The moto behind the creation of this application is to bring all the resources useful to the students at one
place which can be accessed with the go of a click.
This application has 3 important modules which are core to this application those are Resume, Job, and
Profile.
Resume is a feature that is a part of the application helping students in building resume by simpling
giving details and by one click and previewing different styles of resume templates and by downloading
resume one can upload resume for different jobs.A student can create his/her resume by our app, by just
simple one click after giving details.
Job is another part of the application where students get different companies job vacancies in-detail and
students can apply for jobs directly.
Profile is the last important part of application we user can access his daily activities and get status of job
interviews that he applied for.
5.2 Features:
Some of the Key features of the Application are as follows:
1. Easy to use: Usability of any application can be categorized into complex and easy based on the
navigation and the GUI, this application has a comfortable navigation control and GUI of this application
is also moderate in complexity thus making its users to navigate to the desired location easily, making its
usability easy.

──────────────────────────────

(Exercise): Could you retype the app description above word for word, from start to finish? The data has nothing to do with the app description.

(Data):
──────────────────────────────

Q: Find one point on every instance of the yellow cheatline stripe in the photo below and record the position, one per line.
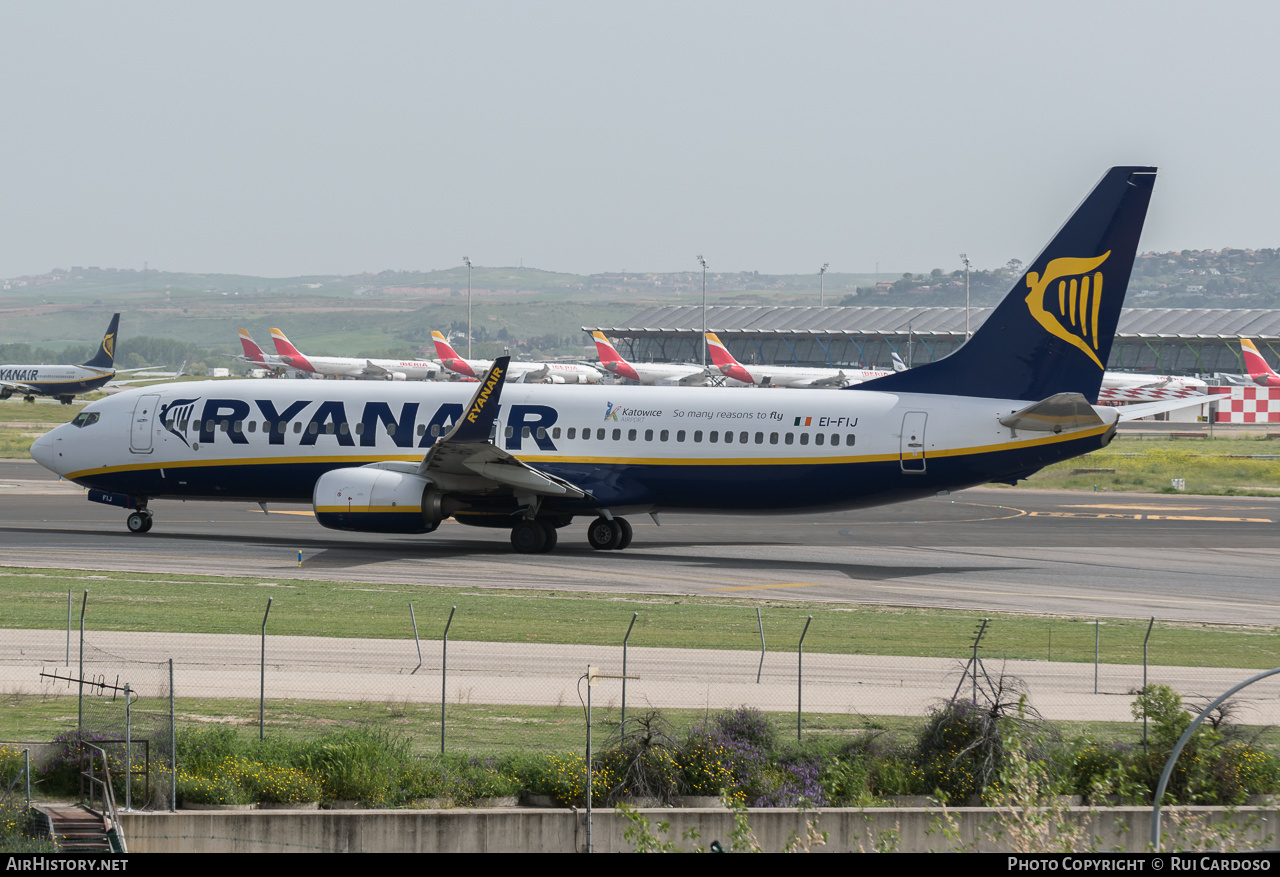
(362, 510)
(617, 461)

──────────────────────────────

(Output for this task):
The moto behind the creation of this application is to bring all the resources useful to the students at one
place which can be accessed with the go of a click.
This application has 3 important modules which are core to this application those are Resume, Job, and
Profile.
Resume is a feature that is a part of the application helping students in building resume by simpling
giving details and by one click and previewing different styles of resume templates and by downloading
resume one can upload resume for different jobs.A student can create his/her resume by our app, by just
simple one click after giving details.
Job is another part of the application where students get different companies job vacancies in-detail and
students can apply for jobs directly.
Profile is the last important part of application we user can access his daily activities and get status of job
interviews that he applied for.
5.2 Features:
Some of the Key features of the Application are as follows:
1. Easy to use: Usability of any application can be categorized into complex and easy based on the
navigation and the GUI, this application has a comfortable navigation control and GUI of this application
is also moderate in complexity thus making its users to navigate to the desired location easily, making its
usability easy.